RAW RECORDS
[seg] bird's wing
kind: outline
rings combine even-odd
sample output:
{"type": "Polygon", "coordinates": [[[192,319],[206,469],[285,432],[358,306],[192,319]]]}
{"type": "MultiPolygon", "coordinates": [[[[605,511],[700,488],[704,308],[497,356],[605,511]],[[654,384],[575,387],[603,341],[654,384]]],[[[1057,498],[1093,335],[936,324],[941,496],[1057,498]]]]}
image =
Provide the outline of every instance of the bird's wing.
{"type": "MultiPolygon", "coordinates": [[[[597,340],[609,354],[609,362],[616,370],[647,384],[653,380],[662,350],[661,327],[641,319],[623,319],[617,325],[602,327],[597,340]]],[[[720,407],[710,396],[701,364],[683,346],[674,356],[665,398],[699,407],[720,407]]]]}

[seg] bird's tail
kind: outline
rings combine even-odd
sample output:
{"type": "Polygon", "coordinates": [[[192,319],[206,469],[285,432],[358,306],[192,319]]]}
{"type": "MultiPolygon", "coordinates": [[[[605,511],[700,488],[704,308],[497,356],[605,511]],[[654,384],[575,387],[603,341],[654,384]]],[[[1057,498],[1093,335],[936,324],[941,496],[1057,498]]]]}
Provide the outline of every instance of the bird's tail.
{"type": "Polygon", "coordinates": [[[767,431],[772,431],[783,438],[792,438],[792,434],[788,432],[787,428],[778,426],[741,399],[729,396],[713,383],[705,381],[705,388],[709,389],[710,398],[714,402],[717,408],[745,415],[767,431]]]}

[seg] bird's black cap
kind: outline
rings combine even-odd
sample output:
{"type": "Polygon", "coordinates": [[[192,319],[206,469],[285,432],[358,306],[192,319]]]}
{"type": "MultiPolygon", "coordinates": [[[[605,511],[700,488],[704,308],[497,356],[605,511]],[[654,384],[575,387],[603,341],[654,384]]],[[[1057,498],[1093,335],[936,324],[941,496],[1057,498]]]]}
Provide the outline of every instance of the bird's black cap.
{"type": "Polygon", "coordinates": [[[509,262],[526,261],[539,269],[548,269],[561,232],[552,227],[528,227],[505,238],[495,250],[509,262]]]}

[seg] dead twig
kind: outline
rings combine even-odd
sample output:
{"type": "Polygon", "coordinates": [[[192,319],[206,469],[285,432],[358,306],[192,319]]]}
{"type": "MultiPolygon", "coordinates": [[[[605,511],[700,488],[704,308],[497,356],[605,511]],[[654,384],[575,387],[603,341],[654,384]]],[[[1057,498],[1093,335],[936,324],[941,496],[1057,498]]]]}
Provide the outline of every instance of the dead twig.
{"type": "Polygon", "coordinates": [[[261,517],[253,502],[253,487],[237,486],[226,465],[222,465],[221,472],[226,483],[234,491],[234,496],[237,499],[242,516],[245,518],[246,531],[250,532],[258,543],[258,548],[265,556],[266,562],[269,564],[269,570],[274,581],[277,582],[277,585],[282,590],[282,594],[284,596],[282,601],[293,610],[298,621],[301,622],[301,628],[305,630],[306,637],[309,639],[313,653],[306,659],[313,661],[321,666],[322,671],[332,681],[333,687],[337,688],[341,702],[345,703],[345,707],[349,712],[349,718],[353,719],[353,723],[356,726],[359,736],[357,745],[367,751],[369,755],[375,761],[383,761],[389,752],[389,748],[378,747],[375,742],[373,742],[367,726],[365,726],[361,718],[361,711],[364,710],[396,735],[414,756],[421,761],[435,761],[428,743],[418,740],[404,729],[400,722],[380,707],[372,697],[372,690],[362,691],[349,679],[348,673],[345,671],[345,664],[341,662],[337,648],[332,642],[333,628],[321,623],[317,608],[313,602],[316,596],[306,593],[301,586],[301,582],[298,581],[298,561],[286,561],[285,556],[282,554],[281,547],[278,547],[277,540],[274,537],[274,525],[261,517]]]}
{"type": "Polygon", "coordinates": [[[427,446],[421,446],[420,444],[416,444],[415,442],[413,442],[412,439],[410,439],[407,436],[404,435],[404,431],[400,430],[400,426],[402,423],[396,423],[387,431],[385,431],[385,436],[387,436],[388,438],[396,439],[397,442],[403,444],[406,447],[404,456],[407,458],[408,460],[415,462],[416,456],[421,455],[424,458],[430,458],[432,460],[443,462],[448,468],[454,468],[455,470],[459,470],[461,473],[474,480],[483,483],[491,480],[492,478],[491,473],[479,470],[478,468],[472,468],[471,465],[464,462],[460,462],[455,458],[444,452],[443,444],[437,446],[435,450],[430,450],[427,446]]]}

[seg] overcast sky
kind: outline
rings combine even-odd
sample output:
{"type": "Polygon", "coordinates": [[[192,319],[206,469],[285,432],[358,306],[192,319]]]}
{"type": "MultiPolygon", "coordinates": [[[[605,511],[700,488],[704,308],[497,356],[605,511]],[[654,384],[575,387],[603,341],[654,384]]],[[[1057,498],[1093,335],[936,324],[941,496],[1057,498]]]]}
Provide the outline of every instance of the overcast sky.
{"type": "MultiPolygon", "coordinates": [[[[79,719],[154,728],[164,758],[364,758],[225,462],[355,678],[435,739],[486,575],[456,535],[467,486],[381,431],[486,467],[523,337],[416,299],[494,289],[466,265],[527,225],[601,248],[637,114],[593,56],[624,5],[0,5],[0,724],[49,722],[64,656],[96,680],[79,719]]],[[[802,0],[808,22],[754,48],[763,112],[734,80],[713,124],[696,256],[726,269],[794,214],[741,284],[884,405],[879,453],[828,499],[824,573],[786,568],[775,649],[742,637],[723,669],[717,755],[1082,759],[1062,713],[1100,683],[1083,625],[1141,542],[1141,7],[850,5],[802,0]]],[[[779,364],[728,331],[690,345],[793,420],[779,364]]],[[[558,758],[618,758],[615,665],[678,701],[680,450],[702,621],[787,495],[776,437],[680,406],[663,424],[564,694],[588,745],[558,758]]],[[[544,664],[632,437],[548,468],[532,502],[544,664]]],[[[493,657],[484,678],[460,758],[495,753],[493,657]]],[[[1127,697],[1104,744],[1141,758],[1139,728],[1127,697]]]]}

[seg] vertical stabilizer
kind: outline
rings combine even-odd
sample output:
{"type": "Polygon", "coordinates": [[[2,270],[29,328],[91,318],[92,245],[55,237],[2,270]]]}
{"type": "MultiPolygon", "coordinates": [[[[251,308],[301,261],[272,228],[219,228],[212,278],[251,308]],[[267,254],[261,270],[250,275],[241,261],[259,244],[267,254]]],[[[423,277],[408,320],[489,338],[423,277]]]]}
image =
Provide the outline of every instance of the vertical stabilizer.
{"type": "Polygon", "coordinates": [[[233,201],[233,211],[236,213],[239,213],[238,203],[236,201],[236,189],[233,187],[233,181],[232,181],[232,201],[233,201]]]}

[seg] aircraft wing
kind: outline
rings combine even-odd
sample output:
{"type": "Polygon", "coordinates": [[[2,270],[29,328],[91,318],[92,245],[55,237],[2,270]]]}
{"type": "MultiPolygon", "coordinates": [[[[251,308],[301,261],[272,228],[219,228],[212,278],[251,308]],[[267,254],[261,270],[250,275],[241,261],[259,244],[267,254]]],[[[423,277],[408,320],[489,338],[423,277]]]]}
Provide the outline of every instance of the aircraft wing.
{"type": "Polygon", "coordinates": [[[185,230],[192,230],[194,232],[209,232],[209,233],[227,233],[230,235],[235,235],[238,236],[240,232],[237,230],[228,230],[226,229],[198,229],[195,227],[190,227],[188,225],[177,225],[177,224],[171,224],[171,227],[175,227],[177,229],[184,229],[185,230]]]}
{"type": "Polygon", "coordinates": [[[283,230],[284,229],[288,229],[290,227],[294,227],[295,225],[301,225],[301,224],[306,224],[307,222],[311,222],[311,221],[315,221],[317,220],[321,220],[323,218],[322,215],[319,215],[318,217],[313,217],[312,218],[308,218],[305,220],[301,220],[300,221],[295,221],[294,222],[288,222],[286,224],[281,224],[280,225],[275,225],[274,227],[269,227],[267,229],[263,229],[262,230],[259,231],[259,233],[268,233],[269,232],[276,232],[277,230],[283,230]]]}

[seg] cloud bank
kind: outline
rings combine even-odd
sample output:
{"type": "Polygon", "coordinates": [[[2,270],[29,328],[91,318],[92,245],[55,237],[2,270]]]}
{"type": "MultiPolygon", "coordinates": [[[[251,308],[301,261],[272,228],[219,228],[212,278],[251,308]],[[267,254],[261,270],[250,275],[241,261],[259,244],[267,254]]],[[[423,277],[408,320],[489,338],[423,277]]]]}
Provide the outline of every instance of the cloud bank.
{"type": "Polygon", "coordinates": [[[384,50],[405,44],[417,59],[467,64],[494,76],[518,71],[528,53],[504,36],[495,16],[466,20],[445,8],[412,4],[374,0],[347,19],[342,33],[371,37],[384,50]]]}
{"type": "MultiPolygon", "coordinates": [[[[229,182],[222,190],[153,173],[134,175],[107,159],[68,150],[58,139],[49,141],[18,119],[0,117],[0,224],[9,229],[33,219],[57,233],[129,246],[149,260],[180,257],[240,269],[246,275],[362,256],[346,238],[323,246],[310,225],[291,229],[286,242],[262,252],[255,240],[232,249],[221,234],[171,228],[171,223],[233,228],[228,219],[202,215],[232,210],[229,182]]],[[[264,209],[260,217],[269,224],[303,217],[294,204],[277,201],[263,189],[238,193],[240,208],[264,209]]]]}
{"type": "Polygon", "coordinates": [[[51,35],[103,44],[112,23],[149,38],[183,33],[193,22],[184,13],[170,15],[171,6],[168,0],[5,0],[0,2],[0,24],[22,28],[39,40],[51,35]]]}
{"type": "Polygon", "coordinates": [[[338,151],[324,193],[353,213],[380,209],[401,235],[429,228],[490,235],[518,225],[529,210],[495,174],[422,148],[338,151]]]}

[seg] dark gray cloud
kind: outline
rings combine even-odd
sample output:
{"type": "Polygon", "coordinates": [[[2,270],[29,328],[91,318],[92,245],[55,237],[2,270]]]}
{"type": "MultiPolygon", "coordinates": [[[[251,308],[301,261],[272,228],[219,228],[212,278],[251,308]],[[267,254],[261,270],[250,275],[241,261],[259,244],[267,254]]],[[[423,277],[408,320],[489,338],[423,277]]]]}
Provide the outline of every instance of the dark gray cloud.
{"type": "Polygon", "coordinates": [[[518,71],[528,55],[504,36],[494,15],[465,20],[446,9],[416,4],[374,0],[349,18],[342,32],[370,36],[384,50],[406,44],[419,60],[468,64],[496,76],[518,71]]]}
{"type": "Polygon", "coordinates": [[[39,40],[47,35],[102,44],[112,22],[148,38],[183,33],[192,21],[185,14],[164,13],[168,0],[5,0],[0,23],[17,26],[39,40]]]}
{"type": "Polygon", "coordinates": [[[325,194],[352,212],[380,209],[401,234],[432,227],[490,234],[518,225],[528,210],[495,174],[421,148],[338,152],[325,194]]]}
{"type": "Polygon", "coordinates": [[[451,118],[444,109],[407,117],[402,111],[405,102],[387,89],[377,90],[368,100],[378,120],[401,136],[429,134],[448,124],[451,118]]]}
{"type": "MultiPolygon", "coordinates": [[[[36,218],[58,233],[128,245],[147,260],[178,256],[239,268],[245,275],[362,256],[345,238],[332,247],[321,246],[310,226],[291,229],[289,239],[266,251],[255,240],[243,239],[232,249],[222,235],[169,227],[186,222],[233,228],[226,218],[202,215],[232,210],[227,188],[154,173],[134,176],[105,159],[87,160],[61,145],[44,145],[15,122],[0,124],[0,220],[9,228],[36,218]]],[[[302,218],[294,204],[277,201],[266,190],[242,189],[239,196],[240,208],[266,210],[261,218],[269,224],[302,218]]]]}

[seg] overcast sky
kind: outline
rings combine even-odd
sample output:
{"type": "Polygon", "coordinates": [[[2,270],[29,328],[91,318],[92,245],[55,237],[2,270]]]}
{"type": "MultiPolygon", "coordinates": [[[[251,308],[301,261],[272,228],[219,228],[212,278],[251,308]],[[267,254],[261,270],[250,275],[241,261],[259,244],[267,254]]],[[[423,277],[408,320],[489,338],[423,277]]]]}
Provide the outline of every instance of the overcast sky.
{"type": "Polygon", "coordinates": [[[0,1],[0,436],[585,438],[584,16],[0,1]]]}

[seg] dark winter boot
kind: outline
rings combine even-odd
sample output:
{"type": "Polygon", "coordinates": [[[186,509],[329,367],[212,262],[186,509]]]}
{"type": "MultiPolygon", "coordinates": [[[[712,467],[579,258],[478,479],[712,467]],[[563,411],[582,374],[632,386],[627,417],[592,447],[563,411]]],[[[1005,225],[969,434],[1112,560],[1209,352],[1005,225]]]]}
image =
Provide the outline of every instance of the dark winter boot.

SHORT EXERCISE
Return the lines of the listing above, unchanged, from its first line through the line containing "Provide the outline of every instance of the bird's wing.", with both ends included.

COMPLETE RESPONSE
[seg] bird's wing
kind: outline
rings combine even-odd
sample output:
{"type": "Polygon", "coordinates": [[[192,319],[206,469],[285,432],[358,306],[192,319]]]}
{"type": "MultiPolygon", "coordinates": [[[[605,511],[700,488],[704,308],[497,356],[605,511]],[[654,384],[575,387],[603,341],[654,384]]],[[[1057,498],[1093,335],[936,324],[941,496],[1057,498]]]]}
image =
Provide the outline of every instance of the bird's wing.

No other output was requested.